--- To do ---
Send back the records in full, character for character.

--- Extracted information ---
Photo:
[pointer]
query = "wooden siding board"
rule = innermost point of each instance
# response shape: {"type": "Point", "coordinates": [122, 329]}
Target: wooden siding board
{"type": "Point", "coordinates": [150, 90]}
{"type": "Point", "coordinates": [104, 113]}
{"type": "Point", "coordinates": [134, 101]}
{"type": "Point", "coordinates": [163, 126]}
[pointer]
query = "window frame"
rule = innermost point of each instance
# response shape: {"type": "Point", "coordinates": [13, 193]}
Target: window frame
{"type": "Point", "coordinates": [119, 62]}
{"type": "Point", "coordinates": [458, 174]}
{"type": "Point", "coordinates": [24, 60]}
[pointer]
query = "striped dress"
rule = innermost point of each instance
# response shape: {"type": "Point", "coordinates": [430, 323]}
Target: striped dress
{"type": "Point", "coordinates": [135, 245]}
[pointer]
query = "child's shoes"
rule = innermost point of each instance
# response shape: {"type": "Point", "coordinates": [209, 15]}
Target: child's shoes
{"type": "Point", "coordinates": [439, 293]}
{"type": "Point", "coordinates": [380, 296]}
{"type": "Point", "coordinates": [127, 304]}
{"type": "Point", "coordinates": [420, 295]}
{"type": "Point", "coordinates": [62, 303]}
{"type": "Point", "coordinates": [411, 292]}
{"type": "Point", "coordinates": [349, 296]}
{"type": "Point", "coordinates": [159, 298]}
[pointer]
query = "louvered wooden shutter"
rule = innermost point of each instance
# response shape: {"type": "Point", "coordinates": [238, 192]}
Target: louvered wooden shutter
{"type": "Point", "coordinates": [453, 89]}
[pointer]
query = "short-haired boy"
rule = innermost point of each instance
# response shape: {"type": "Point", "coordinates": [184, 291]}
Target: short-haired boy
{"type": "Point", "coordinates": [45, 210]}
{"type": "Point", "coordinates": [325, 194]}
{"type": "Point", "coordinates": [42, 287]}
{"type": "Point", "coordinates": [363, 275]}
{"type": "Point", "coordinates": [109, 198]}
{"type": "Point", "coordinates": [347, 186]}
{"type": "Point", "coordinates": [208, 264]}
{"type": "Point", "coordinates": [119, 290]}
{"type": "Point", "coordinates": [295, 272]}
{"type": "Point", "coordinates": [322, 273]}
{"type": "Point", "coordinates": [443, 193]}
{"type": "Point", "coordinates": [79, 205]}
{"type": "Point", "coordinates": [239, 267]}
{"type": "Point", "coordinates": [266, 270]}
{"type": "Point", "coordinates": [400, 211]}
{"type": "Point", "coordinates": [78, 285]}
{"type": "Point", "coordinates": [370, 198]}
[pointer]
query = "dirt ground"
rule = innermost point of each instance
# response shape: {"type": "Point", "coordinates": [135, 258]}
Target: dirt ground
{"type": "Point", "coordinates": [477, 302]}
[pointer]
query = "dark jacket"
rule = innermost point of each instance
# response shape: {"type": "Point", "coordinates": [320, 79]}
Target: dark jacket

--- Solved exercise ---
Photo:
[pointer]
query = "wooden siding board"
rule = innermost point of each instance
# response shape: {"type": "Point", "coordinates": [122, 329]}
Target: wooden siding board
{"type": "Point", "coordinates": [150, 90]}
{"type": "Point", "coordinates": [104, 113]}
{"type": "Point", "coordinates": [134, 101]}
{"type": "Point", "coordinates": [163, 126]}
[pointer]
query = "window frame"
rule = innermost point of each instance
# response shape: {"type": "Point", "coordinates": [13, 193]}
Target: window frame
{"type": "Point", "coordinates": [119, 62]}
{"type": "Point", "coordinates": [458, 174]}
{"type": "Point", "coordinates": [24, 60]}
[pointer]
query = "striped dress"
rule = innermost point of each instance
# response shape: {"type": "Point", "coordinates": [430, 323]}
Target: striped dress
{"type": "Point", "coordinates": [135, 245]}
[pointer]
query = "child's shoes"
rule = innermost point of each instance
# response shape: {"type": "Point", "coordinates": [209, 15]}
Target: child's shoes
{"type": "Point", "coordinates": [439, 293]}
{"type": "Point", "coordinates": [380, 296]}
{"type": "Point", "coordinates": [127, 304]}
{"type": "Point", "coordinates": [420, 295]}
{"type": "Point", "coordinates": [62, 303]}
{"type": "Point", "coordinates": [411, 292]}
{"type": "Point", "coordinates": [349, 296]}
{"type": "Point", "coordinates": [159, 298]}
[pointer]
query = "louvered wooden shutter"
rule = innermost point of each instance
# response shape: {"type": "Point", "coordinates": [238, 192]}
Target: louvered wooden shutter
{"type": "Point", "coordinates": [453, 89]}
[pointer]
query = "short-haired boy"
rule = innermost point of each instance
# response shape: {"type": "Point", "coordinates": [184, 291]}
Target: short-haired boy
{"type": "Point", "coordinates": [45, 210]}
{"type": "Point", "coordinates": [325, 194]}
{"type": "Point", "coordinates": [42, 287]}
{"type": "Point", "coordinates": [363, 275]}
{"type": "Point", "coordinates": [109, 198]}
{"type": "Point", "coordinates": [347, 186]}
{"type": "Point", "coordinates": [208, 264]}
{"type": "Point", "coordinates": [119, 290]}
{"type": "Point", "coordinates": [295, 272]}
{"type": "Point", "coordinates": [322, 273]}
{"type": "Point", "coordinates": [443, 193]}
{"type": "Point", "coordinates": [79, 205]}
{"type": "Point", "coordinates": [239, 267]}
{"type": "Point", "coordinates": [266, 270]}
{"type": "Point", "coordinates": [400, 211]}
{"type": "Point", "coordinates": [78, 285]}
{"type": "Point", "coordinates": [370, 198]}
[pointer]
query = "dirt ground"
rule = innermost point of each instance
# response shape: {"type": "Point", "coordinates": [135, 258]}
Target: dirt ground
{"type": "Point", "coordinates": [477, 302]}
[pointer]
query = "dark jacket"
rule = innermost point of each instance
# response shape: {"type": "Point", "coordinates": [320, 79]}
Target: dark jacket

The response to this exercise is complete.